Essas comissões surgiram, espontaneamente, no início do século e já no final da primeira década do século XX estavam reconhecidas legalmente. Nasciam como apêndices dos sindicatos existentes. Seus membros eram, em geral, indicados pelas direções dessas organizações. O palco da principal experiência dos conselhos de fábrica foi Turim. A cidade possuía uma numerosa classe operária e grande tradição de luta. Por isso era conhecida como Torino Rossa (Turim Vermelha). Foi ali que, em 1919, nasceu o periódico comunista L'Ordine Nuovo. Seus principais redatores eram Gramsci, Togliatti e Terraccini.

O grande objetivo do grupo de redatores do L'Ordine Nuovo era elaborar uma estratégia, compatível com a realidade italiana, que possibilitasse ao proletariado conquistar e manter o poder político. Para realizar tal objetivo era preciso responder a uma pergunta crucial: "Existiria na Itália um germe, um projeto, um esboço de sovietes?".

A resposta de Gramsci era que sim. Esse germe seriam as comissões internas de fábricas. Mas seria preciso mudar-lhes o caráter: elas deveriam deixar de ser meros aparelhos dos sindicatos burocratizados. Elas deveriam ser eleitas diretamente pelo conjunto dos trabalhadores, independentemente de serem ou não sindicalizados. As comissões de fábrica se transformariam, assim, em Conselhos de Fábrica.

Em outubro de 1919, apesar da resistência da ala reformista do PS e da direção da CGT, mais de 50 mil operários elegeram diretamente suas comissões de fábrica; em 1920 esse número subiu para mais de 150 mil só em Turim. Entre 1919 e 1920 o movimento atingiu seu auge. No mês de abril de 1920, diante da uma medida governamental que alterava a jornada de trabalho, os operários metalúrgicos de Turim ameaçaram deflagrar uma greve geral. Os patrões tendo em vista enfraquecer os conselhos ameaçaram fechar suas fábricas e demitirem várias lideranças operárias. Olivetti, secretário-geral da Confederação da Indústria, afirmou: "Não é possível que nas fábricas se constitua um organismo que se proponha a decidir a margem e sobre seus órgãos diretivos".
● ● ●
_TAREFAS DO EXERCÍCIO_:
a – Segundo o trecho sobre os conselhos de fábrica, em que ano nasceu em Turim o periódico comunista L'Ordine Nuovo?
b – Copie fielmente a parte do trecho sobre os conselhos de fábrica que vai de "Essas comissões surgiram, espontaneamente, no" a "Togliatti e Terraccini.", inclusive.
A listagem é um material independente do trecho sobre os conselhos de fábrica.
● ● ●
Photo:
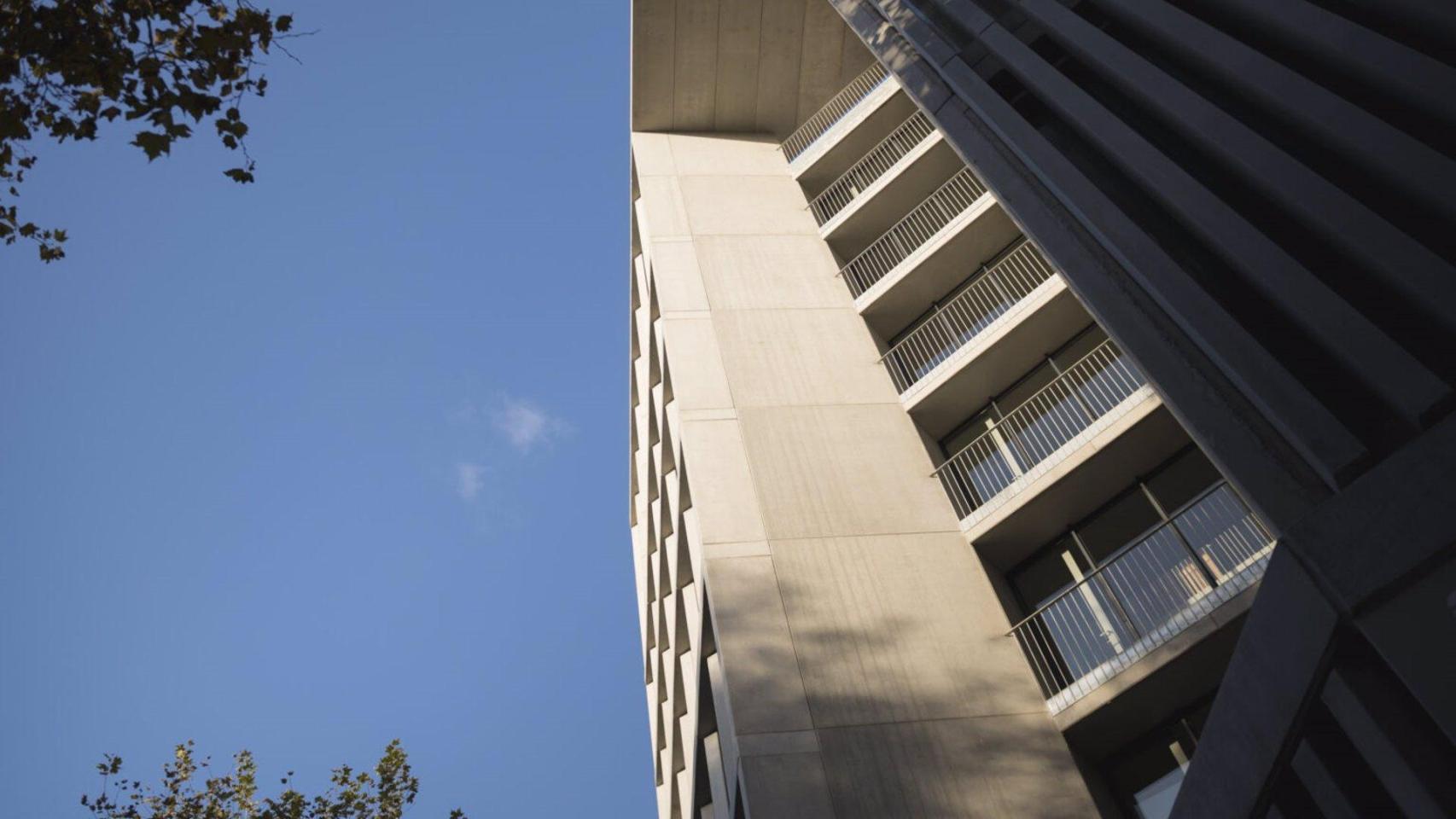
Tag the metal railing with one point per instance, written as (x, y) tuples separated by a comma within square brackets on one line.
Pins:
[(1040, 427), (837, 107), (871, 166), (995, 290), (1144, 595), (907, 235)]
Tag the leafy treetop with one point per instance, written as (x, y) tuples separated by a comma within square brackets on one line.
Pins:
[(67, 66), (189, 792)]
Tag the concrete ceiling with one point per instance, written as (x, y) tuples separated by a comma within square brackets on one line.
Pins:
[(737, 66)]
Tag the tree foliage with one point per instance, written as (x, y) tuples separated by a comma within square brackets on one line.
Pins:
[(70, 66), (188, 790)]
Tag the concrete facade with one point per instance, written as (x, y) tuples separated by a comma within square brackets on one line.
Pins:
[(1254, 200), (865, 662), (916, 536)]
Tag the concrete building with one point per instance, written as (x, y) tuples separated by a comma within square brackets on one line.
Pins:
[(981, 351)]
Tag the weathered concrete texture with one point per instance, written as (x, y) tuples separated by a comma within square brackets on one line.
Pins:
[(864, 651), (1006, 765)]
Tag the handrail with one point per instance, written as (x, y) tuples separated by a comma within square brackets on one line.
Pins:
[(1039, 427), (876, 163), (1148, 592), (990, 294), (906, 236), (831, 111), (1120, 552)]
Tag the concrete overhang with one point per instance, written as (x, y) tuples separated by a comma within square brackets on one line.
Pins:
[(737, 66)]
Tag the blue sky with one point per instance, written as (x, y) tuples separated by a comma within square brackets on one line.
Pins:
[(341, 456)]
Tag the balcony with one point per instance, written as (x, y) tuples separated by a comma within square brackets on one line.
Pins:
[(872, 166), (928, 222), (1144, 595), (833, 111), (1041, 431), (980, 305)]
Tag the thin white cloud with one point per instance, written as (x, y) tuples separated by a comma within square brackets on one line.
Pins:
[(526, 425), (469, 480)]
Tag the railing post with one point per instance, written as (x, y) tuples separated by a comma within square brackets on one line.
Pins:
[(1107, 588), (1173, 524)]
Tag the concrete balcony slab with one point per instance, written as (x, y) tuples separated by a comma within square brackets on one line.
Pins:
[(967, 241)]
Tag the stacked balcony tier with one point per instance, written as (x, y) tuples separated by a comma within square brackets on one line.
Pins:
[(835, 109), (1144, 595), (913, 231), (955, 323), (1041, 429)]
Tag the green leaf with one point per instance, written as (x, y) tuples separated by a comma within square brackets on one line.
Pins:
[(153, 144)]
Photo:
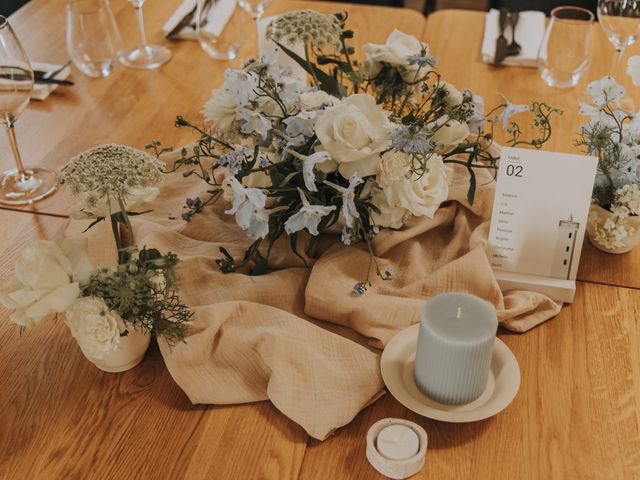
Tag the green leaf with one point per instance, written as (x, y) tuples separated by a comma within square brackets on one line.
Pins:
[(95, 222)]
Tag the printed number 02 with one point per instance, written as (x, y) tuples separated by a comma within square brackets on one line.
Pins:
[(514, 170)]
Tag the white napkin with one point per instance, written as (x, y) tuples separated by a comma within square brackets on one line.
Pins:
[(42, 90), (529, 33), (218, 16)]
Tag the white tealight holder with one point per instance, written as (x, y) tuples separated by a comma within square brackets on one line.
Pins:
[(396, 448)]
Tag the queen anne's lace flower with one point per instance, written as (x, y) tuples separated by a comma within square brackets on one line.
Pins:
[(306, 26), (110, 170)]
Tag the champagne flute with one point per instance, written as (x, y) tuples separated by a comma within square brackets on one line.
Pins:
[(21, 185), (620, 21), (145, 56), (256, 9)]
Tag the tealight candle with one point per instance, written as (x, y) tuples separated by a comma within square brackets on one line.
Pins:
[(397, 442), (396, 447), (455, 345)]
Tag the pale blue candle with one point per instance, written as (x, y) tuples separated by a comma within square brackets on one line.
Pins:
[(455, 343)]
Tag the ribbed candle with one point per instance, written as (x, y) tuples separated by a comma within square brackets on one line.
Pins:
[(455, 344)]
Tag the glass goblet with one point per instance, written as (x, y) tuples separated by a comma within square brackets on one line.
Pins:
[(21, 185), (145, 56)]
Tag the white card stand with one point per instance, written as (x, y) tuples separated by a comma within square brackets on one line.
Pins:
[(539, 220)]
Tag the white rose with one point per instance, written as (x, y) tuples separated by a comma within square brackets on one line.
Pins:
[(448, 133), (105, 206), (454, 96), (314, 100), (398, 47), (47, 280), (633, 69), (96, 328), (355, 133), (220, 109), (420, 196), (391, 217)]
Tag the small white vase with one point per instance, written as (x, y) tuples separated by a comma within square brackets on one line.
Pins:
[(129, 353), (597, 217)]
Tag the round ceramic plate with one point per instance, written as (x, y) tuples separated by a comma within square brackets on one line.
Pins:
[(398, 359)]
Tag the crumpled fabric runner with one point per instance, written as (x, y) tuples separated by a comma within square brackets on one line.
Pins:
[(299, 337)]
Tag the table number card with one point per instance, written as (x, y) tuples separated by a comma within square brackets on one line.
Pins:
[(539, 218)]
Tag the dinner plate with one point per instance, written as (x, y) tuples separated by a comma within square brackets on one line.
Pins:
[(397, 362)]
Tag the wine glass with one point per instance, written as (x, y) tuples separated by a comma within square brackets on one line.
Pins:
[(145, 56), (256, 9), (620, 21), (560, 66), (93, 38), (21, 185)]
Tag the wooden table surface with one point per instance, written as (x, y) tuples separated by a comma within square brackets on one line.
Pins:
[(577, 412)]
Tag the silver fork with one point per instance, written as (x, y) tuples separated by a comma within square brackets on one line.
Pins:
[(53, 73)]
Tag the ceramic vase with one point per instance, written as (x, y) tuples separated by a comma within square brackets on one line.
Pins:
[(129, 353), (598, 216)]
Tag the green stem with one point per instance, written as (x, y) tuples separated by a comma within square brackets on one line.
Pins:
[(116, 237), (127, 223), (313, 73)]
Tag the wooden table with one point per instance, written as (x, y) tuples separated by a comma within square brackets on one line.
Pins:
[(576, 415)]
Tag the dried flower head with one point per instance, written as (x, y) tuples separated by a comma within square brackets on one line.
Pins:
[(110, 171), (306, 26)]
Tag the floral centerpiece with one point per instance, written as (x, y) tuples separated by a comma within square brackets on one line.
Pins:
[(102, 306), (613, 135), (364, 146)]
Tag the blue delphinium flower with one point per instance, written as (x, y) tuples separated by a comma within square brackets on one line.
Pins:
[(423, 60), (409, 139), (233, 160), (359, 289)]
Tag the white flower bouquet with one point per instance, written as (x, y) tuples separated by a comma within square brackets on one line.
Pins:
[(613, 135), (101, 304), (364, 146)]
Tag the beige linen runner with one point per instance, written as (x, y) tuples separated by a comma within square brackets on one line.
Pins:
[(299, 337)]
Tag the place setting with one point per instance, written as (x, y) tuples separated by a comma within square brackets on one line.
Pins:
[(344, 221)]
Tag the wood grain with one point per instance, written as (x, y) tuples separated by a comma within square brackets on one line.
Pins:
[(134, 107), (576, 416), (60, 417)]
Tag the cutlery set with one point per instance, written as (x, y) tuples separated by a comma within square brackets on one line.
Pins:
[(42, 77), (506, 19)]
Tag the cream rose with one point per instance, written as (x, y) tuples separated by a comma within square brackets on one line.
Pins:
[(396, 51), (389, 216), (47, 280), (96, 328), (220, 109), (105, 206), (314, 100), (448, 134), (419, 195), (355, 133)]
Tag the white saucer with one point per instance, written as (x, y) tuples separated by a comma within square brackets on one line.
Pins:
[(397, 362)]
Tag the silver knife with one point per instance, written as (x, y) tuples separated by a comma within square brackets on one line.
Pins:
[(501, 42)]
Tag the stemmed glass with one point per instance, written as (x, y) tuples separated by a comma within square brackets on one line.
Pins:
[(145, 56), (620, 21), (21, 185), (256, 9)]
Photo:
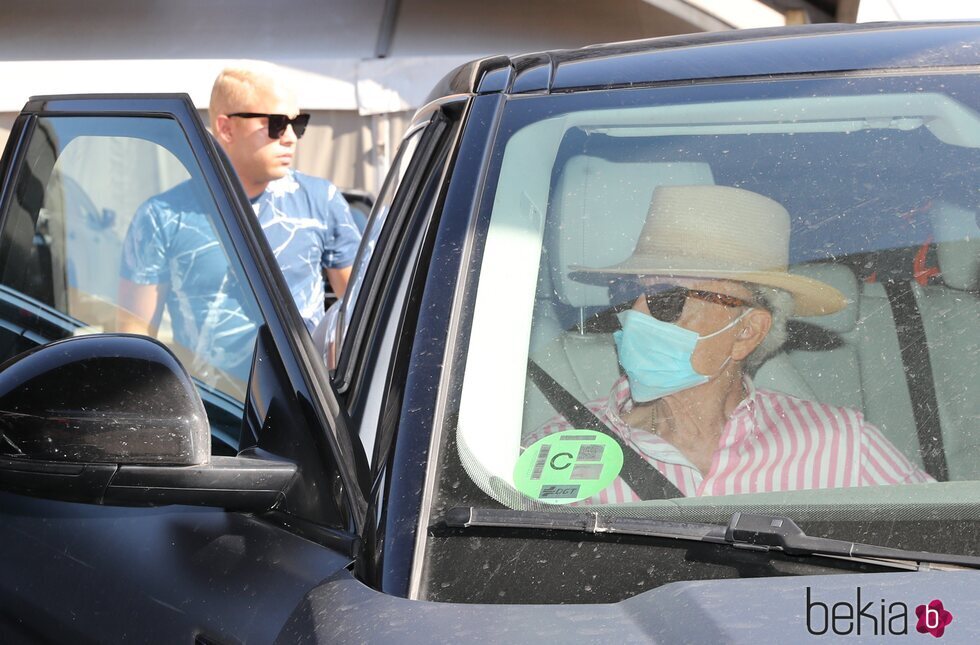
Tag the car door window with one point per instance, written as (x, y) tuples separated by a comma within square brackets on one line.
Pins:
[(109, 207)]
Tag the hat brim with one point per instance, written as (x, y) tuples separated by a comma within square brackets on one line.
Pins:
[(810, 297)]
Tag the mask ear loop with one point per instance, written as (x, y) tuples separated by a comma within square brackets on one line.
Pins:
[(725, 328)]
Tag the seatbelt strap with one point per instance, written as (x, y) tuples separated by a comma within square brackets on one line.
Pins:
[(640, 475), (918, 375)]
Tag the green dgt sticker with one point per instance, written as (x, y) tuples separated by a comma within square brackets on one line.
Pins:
● ● ●
_TAREFAS RESOLVIDAS_:
a – Em 1919.

b –
Essas comissões surgiram, espontaneamente, no início do século e já no final da primeira década do século XX estavam reconhecidas legalmente. Nasciam como apêndices dos sindicatos existentes. Seus membros eram, em geral, indicados pelas direções dessas organizações. O palco da principal experiência dos conselhos de fábrica foi Turim. A cidade possuía uma numerosa classe operária e grande tradição de luta. Por isso era conhecida como Torino Rossa (Turim Vermelha). Foi ali que, em 1919, nasceu o periódico comunista L'Ordine Nuovo. Seus principais redatores eram Gramsci, Togliatti e Terraccini.